======== RECORDS PROVIDED ========
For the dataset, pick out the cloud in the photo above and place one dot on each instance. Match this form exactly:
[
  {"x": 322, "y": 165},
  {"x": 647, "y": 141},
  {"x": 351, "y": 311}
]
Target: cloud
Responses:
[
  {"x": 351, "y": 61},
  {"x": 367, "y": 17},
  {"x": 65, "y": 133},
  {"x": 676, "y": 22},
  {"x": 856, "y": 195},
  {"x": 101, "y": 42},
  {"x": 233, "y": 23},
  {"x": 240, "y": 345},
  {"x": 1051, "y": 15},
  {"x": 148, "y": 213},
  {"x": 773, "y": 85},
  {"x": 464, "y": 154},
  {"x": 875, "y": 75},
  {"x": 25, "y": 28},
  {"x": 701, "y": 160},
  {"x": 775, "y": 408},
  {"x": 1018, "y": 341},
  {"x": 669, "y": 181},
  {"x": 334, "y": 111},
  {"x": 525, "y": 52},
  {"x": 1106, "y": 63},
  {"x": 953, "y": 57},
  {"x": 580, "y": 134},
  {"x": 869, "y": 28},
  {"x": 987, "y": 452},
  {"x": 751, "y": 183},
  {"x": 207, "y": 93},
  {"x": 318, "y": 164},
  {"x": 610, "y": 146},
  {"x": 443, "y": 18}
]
========
======== RECORDS PROVIDED ========
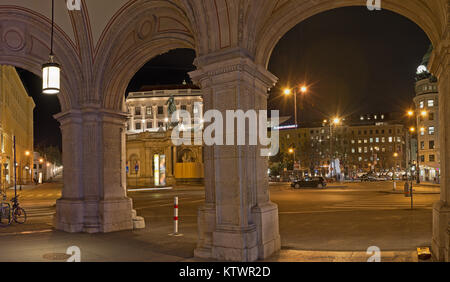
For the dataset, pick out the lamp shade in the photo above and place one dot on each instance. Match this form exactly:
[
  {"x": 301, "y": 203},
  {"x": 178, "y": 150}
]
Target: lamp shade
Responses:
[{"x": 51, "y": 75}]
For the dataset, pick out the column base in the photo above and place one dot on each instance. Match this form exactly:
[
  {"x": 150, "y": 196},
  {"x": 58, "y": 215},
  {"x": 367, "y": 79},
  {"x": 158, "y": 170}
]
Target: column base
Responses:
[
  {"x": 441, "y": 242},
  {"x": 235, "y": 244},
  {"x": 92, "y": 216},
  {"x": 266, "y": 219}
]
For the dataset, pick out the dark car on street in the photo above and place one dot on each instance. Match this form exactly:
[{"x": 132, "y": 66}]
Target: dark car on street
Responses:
========
• WHAT TO WORK ON:
Gather each line from the records above that contains the string "shade", and copy those lines unchanged.

• FINISHED EXERCISE:
For the dataset, pick out the lamp shade in the photo above and place one dot on each instance. Match this form exactly:
Target: lamp shade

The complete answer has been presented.